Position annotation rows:
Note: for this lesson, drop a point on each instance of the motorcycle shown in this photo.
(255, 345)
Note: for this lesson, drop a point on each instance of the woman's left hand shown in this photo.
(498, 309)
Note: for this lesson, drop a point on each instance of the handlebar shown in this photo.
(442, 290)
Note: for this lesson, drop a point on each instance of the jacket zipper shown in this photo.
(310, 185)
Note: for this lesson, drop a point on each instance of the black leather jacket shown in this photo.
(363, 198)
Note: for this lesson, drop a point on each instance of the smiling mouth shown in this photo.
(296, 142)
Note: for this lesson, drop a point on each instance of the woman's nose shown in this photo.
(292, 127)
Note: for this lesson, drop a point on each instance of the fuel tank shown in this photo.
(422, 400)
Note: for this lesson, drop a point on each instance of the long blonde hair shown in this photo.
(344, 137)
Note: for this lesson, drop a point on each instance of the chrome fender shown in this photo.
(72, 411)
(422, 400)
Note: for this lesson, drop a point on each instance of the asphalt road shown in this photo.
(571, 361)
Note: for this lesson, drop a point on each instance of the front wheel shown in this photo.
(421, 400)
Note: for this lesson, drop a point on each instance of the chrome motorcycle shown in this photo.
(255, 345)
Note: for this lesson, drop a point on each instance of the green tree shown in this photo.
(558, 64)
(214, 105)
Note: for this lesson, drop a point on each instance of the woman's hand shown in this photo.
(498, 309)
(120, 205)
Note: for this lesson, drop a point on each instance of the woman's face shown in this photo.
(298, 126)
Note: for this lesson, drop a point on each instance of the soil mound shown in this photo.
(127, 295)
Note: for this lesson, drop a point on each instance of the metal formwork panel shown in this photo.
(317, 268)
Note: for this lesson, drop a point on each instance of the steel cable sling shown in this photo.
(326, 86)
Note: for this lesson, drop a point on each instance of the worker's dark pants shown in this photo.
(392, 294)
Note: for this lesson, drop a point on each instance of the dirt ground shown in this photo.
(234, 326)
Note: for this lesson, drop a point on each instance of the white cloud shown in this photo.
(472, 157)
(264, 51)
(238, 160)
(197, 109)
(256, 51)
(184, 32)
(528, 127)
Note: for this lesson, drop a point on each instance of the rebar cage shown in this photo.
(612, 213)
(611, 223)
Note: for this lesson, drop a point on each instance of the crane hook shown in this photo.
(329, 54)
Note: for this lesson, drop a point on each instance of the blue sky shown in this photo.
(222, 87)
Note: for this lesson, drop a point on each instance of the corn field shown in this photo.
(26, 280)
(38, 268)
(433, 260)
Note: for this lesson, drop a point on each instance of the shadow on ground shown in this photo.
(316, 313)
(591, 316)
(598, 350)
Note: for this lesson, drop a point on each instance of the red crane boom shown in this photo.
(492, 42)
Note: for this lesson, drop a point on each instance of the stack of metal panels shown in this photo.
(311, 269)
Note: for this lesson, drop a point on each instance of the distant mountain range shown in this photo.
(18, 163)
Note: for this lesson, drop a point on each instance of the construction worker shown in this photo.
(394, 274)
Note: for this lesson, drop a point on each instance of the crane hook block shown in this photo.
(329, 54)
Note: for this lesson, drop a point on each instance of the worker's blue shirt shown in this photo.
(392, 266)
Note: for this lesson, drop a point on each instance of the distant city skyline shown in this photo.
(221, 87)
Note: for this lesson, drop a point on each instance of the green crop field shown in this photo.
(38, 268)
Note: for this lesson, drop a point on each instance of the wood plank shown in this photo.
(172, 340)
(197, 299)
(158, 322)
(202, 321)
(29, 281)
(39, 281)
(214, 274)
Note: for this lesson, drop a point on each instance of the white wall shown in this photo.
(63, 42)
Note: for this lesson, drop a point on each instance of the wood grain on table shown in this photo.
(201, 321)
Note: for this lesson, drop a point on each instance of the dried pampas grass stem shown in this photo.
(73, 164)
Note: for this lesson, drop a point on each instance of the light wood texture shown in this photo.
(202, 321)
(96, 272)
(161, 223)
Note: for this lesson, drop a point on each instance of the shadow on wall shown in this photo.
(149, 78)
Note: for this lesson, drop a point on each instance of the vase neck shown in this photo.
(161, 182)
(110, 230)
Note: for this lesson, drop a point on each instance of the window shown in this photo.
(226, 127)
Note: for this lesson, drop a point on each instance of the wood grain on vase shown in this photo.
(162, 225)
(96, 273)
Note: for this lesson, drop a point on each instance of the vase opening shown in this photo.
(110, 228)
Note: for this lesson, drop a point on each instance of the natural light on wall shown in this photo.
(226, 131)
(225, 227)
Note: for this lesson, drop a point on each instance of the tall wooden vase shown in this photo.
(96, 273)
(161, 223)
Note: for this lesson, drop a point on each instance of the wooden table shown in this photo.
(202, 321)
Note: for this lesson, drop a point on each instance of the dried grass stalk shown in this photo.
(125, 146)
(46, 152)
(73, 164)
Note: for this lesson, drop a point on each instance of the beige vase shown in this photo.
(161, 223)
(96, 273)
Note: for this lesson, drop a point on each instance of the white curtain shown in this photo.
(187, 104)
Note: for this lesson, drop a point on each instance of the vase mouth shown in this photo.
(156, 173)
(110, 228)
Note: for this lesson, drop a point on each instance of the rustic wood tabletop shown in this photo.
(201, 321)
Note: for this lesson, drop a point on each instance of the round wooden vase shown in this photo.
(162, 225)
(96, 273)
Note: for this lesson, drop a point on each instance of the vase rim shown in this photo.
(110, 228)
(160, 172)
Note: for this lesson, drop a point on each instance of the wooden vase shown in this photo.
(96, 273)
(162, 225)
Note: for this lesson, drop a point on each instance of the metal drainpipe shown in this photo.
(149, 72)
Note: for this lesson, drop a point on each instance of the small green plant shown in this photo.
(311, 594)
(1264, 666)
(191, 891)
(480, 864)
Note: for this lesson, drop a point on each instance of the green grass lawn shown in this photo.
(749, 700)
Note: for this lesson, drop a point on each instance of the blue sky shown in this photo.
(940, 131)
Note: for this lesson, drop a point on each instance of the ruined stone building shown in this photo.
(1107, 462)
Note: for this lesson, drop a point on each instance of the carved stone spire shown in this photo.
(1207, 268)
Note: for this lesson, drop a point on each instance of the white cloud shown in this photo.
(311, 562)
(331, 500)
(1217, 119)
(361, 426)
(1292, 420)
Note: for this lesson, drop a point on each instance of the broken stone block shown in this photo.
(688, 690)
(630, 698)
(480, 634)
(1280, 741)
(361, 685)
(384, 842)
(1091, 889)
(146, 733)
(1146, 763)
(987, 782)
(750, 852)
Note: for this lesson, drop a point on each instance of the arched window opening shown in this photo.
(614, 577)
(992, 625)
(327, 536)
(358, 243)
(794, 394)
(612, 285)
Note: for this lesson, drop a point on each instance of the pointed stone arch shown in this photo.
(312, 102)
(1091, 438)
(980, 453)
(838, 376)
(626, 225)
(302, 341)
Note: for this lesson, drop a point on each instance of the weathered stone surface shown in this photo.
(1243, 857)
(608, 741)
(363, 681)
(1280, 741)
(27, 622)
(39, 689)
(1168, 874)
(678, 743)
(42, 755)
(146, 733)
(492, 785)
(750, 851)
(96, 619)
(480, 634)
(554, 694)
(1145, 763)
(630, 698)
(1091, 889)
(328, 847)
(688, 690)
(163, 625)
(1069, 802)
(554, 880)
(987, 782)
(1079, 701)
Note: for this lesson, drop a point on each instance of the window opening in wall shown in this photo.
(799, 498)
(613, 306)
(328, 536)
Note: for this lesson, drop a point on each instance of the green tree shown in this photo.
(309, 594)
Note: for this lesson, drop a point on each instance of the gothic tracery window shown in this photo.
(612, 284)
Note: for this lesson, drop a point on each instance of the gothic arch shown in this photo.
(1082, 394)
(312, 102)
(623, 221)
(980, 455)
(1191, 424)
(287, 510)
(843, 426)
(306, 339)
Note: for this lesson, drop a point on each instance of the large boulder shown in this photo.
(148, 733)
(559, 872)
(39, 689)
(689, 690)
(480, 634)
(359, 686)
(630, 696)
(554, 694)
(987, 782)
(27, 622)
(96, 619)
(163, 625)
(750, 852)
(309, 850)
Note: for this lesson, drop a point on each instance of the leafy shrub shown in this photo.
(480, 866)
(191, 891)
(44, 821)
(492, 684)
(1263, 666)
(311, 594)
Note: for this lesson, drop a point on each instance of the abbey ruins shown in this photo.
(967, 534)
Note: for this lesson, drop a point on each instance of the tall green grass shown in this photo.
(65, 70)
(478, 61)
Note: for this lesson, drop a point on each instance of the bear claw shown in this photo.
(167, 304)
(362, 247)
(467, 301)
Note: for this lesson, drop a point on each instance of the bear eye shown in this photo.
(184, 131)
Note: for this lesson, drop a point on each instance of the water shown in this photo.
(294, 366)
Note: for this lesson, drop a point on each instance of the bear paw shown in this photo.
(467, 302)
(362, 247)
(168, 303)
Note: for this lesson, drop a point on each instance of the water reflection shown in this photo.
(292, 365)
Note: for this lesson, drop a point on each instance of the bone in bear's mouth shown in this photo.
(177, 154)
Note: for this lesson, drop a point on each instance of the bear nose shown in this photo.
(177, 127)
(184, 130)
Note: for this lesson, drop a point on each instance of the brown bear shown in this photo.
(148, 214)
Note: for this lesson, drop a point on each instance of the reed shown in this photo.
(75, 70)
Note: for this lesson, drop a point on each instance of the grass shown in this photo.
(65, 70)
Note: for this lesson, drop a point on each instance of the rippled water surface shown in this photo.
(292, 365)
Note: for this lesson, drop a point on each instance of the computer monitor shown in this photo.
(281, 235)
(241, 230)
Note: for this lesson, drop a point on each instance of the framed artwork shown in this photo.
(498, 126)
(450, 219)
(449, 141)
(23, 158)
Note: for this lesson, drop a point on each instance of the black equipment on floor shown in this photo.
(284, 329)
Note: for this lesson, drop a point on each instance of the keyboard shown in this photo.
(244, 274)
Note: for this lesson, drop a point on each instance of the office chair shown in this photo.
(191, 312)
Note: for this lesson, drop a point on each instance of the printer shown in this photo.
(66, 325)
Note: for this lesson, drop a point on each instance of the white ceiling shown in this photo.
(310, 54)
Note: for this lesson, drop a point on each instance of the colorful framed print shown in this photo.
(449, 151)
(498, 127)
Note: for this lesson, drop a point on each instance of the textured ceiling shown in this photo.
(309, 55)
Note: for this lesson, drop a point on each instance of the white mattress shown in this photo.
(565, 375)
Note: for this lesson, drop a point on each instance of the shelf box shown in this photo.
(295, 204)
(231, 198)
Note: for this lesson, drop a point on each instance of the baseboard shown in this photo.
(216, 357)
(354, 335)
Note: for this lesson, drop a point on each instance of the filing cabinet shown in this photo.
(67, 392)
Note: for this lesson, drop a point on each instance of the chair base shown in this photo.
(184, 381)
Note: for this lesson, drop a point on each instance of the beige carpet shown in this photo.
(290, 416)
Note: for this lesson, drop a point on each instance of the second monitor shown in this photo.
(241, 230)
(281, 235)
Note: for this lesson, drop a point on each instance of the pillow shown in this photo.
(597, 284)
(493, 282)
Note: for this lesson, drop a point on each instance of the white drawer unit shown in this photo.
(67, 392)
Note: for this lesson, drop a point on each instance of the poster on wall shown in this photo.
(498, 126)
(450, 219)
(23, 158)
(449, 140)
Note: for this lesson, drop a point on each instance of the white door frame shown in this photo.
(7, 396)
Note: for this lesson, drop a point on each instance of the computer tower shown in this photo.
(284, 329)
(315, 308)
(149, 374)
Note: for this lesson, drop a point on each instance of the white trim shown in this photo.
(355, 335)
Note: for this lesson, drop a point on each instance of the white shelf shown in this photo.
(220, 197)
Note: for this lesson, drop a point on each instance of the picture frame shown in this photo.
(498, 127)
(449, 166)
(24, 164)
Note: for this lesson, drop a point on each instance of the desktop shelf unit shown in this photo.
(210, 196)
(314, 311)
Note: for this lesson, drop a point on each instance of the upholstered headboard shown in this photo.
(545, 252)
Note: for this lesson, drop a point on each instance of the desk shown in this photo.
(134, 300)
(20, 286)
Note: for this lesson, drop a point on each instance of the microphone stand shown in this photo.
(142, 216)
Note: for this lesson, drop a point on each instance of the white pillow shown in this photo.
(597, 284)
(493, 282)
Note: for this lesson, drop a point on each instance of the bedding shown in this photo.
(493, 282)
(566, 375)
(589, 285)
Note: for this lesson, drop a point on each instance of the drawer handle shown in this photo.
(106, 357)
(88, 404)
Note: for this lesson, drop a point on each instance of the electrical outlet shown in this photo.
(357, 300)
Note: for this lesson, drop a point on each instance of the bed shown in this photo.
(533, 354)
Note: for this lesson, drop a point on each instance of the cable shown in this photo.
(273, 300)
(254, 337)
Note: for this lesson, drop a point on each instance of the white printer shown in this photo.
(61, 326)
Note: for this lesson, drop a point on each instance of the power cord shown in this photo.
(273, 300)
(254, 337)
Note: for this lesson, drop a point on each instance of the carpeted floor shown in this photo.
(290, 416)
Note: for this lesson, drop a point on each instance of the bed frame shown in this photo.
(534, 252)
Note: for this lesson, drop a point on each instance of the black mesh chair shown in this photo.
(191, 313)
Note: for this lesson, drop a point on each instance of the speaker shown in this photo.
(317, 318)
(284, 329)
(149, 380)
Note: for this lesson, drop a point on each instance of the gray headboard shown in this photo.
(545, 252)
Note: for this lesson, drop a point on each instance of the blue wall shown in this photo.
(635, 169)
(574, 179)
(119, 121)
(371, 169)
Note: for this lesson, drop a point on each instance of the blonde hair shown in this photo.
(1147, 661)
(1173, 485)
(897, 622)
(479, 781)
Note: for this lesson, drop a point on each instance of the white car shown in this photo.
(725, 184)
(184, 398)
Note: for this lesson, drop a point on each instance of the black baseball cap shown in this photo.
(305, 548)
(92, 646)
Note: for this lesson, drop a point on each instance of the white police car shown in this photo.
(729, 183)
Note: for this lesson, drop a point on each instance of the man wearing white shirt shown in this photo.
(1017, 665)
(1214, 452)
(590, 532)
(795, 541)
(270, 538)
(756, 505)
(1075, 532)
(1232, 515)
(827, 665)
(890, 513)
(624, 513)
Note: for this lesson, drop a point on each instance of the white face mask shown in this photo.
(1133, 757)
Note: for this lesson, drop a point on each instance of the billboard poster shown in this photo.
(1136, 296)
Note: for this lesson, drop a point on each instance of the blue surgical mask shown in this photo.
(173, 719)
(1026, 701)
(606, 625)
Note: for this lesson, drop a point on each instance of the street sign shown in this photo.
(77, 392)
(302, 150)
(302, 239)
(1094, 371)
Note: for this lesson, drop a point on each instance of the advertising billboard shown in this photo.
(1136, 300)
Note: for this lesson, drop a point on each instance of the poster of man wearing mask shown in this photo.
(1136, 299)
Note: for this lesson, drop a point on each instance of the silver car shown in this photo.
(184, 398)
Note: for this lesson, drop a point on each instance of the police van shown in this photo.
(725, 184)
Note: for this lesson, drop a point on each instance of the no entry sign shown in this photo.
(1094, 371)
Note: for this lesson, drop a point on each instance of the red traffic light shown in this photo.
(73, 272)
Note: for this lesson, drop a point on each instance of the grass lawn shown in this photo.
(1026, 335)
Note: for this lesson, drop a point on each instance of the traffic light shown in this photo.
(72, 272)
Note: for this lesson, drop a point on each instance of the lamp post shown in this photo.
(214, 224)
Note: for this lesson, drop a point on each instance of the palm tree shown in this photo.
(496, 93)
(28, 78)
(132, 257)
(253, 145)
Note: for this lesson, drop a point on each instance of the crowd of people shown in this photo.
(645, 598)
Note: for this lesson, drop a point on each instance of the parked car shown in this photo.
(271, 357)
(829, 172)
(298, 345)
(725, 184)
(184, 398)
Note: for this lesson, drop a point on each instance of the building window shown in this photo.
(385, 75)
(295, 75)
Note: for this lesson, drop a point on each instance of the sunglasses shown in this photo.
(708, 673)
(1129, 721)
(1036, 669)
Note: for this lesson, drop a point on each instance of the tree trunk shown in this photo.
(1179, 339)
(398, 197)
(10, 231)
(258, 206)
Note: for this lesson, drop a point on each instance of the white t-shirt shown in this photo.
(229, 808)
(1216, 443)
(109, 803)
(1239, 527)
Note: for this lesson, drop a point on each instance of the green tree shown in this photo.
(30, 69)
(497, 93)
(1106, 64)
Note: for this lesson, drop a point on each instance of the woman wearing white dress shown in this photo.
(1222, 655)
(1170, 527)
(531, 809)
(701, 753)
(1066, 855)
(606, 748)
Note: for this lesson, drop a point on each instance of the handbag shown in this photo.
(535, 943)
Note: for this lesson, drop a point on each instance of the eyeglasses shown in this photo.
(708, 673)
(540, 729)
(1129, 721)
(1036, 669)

Task directions: Scale the stretch from the row containing "dress shown in this photo." through the end of the rows by writing out every line again, requests included, with each coordinate multiplied by 0.3 and rounded to the nearest whole number, halves up. Give only those lines.

Answer in full:
Note: for this lesson, drop a point on each instance of the woman wearing white dress shown in this photo.
(367, 197)
(351, 158)
(159, 243)
(210, 226)
(320, 257)
(182, 224)
Note: for this lesson, drop a point on each instance of the handbag shown in this photo.
(161, 283)
Note: for this lesson, drop a point on each instance of the eyeglasses shown in this photo.
(212, 202)
(162, 219)
(339, 216)
(311, 201)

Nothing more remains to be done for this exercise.